____ INPUT RECORDS
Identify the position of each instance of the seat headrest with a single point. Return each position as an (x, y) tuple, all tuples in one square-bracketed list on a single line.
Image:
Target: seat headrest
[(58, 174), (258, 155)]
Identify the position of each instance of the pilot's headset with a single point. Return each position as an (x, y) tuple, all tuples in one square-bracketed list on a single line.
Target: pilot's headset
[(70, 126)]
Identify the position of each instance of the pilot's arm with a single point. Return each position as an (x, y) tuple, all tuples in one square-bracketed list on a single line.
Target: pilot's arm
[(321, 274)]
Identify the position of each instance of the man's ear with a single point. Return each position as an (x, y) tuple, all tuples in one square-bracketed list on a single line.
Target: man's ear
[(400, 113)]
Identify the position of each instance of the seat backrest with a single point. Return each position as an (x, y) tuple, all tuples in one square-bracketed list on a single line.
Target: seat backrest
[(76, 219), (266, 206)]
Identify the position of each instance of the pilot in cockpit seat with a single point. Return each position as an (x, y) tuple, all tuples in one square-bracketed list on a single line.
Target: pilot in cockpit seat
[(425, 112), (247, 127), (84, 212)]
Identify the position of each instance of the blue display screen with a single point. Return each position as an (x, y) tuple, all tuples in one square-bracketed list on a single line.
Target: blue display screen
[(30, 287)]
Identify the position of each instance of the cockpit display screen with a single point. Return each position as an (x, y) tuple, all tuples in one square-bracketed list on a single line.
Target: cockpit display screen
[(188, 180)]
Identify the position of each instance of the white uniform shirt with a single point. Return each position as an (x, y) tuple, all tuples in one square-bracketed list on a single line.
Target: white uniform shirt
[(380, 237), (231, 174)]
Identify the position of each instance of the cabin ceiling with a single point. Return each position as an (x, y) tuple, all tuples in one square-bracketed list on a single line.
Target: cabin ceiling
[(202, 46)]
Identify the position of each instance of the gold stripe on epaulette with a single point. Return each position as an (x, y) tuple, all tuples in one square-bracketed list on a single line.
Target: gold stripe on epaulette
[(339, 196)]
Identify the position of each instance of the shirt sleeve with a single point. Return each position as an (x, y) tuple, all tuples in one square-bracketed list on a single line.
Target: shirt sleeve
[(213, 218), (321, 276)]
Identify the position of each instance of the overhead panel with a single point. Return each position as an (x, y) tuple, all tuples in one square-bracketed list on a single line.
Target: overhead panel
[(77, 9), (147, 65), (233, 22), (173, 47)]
________
EXERCISE: Retype every row above word for word, with no changes.

EXERCISE RESPONSE:
Identify the position of each instance of the seat headrest with a single point. Return each position as an (x, y) tuple, all tuples in one square-bracketed list on a single line.
Image:
Target: seat headrest
[(58, 174), (258, 155)]
Identify the position of each instance of the pilot's headset with a single point. Return each position as an (x, y) tuple, all tuples in one square-bracketed list on a single line.
Target: pilot's headset
[(70, 126)]
Identify the position of each instance of the pilot's arm with a single point. Return each position as an (x, y) tuple, all tuples in one square-bracketed list on a single line.
Target: pilot's arm
[(321, 274)]
Identify the position of each instance of the man's ear with a single point. Return each position as an (x, y) tuple, all tuples in one square-bracketed list on a single line.
Target: man's ear
[(400, 113)]
Identify the position of each instance of the seat backrest with a single point. Return each position as an (x, y) tuple, all tuples in one square-bracketed list on a single line.
Target: seat backrest
[(76, 219), (266, 206)]
Identify the position of each instance of the pilot in cockpit seat with a single point. Return each position as an (x, y) tuple, all tuples in one square-bracketed list on a single line.
Target: pilot in cockpit seat
[(425, 112), (247, 127), (84, 212)]
Identify the position of each instance of the blue display screen with a single point. Return each position as an (x, y) tuple, all tuples in one square-bracketed list on a single line.
Target: blue display screen
[(30, 287)]
Identify the position of each instance of the cockpit display screen with a single point. Return each position as an (x, y) tuple, all tuples in one square-bracketed list on a single line.
Target: cockpit display screen
[(188, 180)]
Identify the position of each instance of the white uniform shirt with a single point. Return each position as an (x, y) tuple, all tuples in one square-bracketed list on a single line.
Target: white uniform shirt
[(380, 237), (231, 174)]
Identify the position of each instance of the cabin ceiling with a single point. Return each position as an (x, y) tuple, all tuples in one square-bracketed list on a single line.
Target: cabin ceiling
[(202, 46)]
Identify the position of each instance of the gold stripe on epaulette with a single point. Return each position as an (x, y) tuple, all tuples in one square-bracketed list on a single line.
Target: gold stripe on epaulette
[(339, 196)]
Identify the position of each instance of the shirt sleeve with a single point. Return each position as an (x, y) tuple, all tuples in one square-bracketed list on a single line.
Target: shirt sleeve
[(213, 218), (321, 276)]
Identify the position of each instance of the overhead panel with a single point. Return each position as an (x, y) tuple, all tuples in one square-bracketed list on a single line.
Target: overhead panel
[(77, 9), (147, 65), (233, 22), (173, 47)]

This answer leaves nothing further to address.